(Consigne) Poursuivez la rédaction du texte sur l'immunité parlementaire des députés en reprenant immédiatement après sa dernière phrase.

Eclairage sur la situation pénale des députés à l’Assemblée nationale

Politique

Dossier Candide AZANAI : Pourquoi ce qui s’est passé ce lundi 4 Mai 2015 est contraire à l’Etat de droit ?? : Eclairage sur La situation pénale des députés à l’Assemblée nationale d’un professeur de droit de l’UAC.

La situation pénale des députés à l’Assemblée nationale est marquée par le concept d’immunité parlementaire.
Selon la Cour constitutionnelle du Bénin, « l’immunité est un privilège accordé par la loi à certaines personnes en raison de leur situation sociale, familiale ou juridique afin de les protéger. Elle éteint l’action publique et met fin aux poursuites. De ce fait, elle constitue une exception au principe de la responsabilité pénale, au droit de poursuite qui s’y rattache » (DCC 02-015 du 20 mars 2002).
En droit constitutionnel, l’immunité est une « protection dont l’objet est de permettre à un représentant de la nation d’exercer librement et en toute indépendance son mandat. » .
L’immunité parlementaire vise à protéger les députés de l’arbitraire du pouvoir exécutif qu’ils sont censés contrôler ainsi que celle du pouvoir judiciaire dont ils définissent les règles de fonctionnement. Elle permet ainsi de lutter tout à la fois contre les immixtions de l’Exécutif et contre celles du judiciaire.
L’immunité parlementaire consiste, en fait, en un certain nombre de mesures qui sont aménagées dans la Constitution ou dans la législation d’un pays pour garantir aux parlementaires des conditions de protection nécessaires pour mieux s’acquitter de leurs fonctions constitutionnelles hautement politiques.

(Données fournies)
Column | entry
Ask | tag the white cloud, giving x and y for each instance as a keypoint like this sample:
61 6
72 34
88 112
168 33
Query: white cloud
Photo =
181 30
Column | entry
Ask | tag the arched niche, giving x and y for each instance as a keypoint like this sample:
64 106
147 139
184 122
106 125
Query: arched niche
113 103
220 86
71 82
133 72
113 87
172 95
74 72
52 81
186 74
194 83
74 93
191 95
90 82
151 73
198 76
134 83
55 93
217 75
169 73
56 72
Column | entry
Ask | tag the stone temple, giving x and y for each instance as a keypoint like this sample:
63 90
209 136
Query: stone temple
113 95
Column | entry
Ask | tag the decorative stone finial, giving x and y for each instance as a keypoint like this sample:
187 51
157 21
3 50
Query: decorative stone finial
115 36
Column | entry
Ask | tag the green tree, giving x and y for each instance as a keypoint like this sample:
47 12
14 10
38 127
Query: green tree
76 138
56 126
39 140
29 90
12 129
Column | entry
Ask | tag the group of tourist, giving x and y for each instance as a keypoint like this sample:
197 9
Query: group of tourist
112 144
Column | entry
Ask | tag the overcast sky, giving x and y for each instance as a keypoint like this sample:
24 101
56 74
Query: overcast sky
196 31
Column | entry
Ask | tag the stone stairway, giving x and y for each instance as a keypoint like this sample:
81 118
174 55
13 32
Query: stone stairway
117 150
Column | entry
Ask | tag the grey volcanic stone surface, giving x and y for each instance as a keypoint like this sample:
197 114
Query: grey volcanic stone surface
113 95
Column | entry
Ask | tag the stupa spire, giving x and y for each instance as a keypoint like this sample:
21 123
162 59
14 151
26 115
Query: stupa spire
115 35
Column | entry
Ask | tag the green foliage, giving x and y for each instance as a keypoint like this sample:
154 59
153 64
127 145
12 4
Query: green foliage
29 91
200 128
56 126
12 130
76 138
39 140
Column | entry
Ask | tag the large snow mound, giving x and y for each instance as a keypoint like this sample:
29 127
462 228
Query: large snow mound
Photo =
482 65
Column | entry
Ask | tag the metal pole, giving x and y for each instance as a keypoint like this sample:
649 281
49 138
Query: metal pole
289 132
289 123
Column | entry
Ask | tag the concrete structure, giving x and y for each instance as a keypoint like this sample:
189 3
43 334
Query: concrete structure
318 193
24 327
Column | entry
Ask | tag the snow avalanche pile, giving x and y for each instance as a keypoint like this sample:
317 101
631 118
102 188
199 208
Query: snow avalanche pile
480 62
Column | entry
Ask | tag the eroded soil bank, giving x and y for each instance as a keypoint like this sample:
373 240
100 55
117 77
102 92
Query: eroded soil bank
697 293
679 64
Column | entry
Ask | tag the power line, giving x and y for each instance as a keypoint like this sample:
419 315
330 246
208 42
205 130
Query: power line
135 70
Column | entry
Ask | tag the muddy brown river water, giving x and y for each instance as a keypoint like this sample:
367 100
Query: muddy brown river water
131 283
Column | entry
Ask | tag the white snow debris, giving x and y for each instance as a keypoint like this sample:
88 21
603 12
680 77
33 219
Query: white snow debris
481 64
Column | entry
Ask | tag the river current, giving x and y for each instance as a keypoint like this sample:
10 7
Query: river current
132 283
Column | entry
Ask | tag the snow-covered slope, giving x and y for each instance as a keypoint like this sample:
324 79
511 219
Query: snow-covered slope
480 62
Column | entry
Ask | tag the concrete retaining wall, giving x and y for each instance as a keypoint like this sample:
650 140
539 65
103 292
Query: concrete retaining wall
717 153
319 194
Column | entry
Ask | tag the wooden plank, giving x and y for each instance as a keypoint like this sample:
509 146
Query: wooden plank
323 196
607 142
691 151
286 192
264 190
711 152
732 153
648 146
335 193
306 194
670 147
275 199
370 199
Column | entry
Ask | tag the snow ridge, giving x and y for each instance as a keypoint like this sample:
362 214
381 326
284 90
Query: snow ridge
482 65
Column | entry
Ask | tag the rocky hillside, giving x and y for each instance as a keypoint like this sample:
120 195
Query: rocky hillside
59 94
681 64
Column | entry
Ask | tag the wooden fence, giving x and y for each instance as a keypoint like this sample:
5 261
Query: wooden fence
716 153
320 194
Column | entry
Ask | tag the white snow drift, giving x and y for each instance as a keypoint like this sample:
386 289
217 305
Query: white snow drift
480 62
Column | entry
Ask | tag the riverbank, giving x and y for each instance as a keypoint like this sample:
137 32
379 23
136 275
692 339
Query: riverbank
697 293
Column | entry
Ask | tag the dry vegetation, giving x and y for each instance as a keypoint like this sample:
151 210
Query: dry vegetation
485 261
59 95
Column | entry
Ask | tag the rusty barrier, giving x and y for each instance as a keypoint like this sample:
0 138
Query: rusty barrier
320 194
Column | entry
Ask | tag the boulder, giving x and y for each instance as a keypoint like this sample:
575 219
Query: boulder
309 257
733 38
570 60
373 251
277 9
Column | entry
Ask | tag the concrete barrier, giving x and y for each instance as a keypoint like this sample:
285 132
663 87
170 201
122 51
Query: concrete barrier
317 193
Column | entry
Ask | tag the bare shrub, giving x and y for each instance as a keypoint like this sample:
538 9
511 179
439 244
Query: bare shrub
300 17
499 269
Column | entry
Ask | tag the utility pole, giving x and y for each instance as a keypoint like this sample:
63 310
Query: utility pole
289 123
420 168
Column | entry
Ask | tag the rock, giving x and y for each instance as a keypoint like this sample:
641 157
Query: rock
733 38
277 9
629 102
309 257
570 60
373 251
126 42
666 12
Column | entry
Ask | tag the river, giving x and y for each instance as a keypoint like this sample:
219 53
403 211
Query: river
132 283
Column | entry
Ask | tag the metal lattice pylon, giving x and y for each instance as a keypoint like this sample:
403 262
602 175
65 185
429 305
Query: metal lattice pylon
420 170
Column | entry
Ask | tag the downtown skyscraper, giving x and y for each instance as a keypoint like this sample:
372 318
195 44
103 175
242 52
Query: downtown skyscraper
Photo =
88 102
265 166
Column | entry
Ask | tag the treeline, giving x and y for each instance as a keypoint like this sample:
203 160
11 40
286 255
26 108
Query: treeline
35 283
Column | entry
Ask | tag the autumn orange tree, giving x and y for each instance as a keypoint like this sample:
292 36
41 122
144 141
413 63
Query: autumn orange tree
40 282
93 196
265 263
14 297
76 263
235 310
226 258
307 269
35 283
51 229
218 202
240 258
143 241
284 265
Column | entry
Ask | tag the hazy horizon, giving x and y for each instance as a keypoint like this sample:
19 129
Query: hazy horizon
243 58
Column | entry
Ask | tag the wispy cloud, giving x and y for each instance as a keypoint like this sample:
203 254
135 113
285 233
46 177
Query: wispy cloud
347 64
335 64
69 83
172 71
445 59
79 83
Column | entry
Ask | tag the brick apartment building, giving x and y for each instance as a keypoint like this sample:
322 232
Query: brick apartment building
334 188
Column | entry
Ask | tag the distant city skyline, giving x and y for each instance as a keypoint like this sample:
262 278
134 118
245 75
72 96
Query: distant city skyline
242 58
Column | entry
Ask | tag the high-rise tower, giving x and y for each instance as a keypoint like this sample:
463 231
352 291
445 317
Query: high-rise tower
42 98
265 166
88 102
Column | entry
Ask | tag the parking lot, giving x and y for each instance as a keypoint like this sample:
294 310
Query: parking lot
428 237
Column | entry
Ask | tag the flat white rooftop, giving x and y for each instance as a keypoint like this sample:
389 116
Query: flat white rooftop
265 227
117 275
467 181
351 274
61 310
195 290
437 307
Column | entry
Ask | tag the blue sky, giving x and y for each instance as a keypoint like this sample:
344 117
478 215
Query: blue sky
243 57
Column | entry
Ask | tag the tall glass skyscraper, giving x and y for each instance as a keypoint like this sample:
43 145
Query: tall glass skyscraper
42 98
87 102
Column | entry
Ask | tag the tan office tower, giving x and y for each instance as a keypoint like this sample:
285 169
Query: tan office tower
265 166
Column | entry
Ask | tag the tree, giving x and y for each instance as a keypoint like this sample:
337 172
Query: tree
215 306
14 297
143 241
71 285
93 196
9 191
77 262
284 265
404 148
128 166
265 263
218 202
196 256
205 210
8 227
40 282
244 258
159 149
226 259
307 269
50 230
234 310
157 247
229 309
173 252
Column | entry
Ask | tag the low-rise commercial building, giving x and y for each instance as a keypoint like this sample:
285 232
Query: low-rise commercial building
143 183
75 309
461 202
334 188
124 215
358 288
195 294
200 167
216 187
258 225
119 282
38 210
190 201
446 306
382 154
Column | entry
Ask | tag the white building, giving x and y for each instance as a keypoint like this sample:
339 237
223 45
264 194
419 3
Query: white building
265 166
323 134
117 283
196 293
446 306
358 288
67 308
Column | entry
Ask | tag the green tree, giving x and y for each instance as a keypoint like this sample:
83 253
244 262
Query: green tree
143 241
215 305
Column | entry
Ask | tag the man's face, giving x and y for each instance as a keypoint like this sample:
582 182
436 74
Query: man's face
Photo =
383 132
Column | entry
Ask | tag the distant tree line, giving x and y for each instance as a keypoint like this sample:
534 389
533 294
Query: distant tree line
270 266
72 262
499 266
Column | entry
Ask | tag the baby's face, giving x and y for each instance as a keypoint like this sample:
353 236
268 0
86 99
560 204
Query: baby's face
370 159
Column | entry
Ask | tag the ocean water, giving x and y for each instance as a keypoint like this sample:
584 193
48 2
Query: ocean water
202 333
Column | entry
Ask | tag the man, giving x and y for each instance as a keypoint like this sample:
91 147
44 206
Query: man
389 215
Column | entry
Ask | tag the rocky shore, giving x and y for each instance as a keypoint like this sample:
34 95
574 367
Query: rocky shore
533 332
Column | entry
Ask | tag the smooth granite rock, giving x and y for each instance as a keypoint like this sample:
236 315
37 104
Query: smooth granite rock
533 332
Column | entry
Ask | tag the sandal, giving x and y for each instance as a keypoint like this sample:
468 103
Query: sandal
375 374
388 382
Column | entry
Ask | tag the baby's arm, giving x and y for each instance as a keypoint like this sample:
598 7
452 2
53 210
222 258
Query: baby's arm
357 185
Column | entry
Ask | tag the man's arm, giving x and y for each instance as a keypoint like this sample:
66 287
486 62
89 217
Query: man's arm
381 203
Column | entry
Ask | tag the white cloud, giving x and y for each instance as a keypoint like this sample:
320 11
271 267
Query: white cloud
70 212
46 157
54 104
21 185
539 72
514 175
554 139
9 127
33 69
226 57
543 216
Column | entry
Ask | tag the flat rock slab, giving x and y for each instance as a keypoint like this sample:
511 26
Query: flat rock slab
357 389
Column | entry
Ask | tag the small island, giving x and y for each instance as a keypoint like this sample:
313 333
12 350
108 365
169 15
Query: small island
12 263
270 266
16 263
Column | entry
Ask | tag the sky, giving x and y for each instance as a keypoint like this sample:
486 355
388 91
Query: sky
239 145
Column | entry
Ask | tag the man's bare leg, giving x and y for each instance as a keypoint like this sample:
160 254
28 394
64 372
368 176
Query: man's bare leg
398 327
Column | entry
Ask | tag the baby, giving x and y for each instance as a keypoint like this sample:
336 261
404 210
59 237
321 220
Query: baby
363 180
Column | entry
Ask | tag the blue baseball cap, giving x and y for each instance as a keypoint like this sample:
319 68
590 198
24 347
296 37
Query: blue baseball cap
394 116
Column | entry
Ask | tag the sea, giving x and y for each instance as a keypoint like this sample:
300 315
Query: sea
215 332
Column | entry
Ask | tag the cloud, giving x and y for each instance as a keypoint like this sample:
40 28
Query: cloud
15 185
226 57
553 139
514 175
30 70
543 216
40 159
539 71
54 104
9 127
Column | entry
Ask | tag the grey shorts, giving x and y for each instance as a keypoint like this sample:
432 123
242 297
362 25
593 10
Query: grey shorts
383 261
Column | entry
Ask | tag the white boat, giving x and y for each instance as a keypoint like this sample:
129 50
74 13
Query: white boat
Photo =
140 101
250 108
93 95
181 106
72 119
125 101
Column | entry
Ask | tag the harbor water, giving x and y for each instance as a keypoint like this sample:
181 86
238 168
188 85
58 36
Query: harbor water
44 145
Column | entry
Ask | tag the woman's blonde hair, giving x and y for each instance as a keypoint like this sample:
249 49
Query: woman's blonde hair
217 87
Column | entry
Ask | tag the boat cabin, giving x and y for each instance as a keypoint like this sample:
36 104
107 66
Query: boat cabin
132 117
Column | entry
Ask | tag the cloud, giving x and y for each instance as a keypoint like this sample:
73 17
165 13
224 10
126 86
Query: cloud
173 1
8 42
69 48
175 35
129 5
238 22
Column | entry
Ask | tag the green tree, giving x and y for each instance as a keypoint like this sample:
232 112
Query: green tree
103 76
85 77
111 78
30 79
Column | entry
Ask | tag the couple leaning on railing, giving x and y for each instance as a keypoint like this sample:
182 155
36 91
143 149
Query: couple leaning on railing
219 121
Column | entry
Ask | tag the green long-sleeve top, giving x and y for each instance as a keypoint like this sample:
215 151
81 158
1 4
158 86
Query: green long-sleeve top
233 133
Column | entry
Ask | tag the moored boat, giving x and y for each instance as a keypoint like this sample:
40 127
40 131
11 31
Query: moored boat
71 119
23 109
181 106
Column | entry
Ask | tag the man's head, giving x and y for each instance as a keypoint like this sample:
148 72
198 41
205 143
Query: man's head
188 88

(Résultat final)
L’immunité ne protège pas le député à titre personnel mais à raison du mandat qu’il exerce.
Au Bénin, cette immunité est prévue par l’article 90 de la Constitution aux termes duquel :
« Les membres de l’Assemblée Nationale jouissent de l’immunité parlementaire. En conséquence, aucun député ne peut être poursuivi, recherché, arrêté, détenu ou jugé à l’occasion des opinions ou votes émis par lui dans l’exercice de ses fonctions.
Aucun député ne peut, pendant la durée des sessions, être poursuivi ou arrêté en matière criminelle ou correctionnelle qu’avec l’autorisation de l’Assemblée Nationale, sauf cas de flagrant délit.
Aucun député ne peut, hors session, être arrêté qu’avec l’autorisation du Bureau de l’Assemblée Nationale, sauf les cas de flagrant délit, de poursuite autorisée ou de condamnation définitive.
La détention ou la poursuite d’un député est suspendue si l’Assemblée Nationale le requiert par un vote à la majorité des deux tiers. »
L’immunité consiste en réalité en trois volets :
– L’irresponsabilité.
– L’inviolabilité.
– Le véto

Section 1 : L’irresponsabilité

L’irresponsabilité du député trouve son fondement dans l’article 90, alinéa 1, de la Constitution, repris par l’article 69.1 du Règlement intérieur de l’Assemblée nationale.
L’irresponsabilité garantit au député la jouissance totale de la liberté d’expression. Elle contribue à créer les conditions appropriées pour que les délibérations au Parlement révèlent l’état réel des choses. Elle est supposée permettre au député, notamment pendant les discussions en Commissions (ad hoc ou permanente), au sein des organes institués au sein du Parlement (organes directeurs tels que le Bureau ou simples organes tels que les groupes parlementaires), et les délibérations en plénières, moments par excellence où est censée se faire la conciliation entre les intérêts particuliers et l’intérêt général, de dire ou d’écrire tout ce qu’il juge nécessaire pour, en quelque sorte, « la manifestation de la vérité » , de l’intérêt général, sans aucune crainte ni pour le présent ni pour le futur.
L’irresponsabilité parlementaire s’étend aux propos tenus par le député tant à l’intérieur qu’à l’extérieur de l’Assemblée nationale, pour autant que lesdits propos se rapportent directement à l’action exercée par celui-ci au sein du parlement.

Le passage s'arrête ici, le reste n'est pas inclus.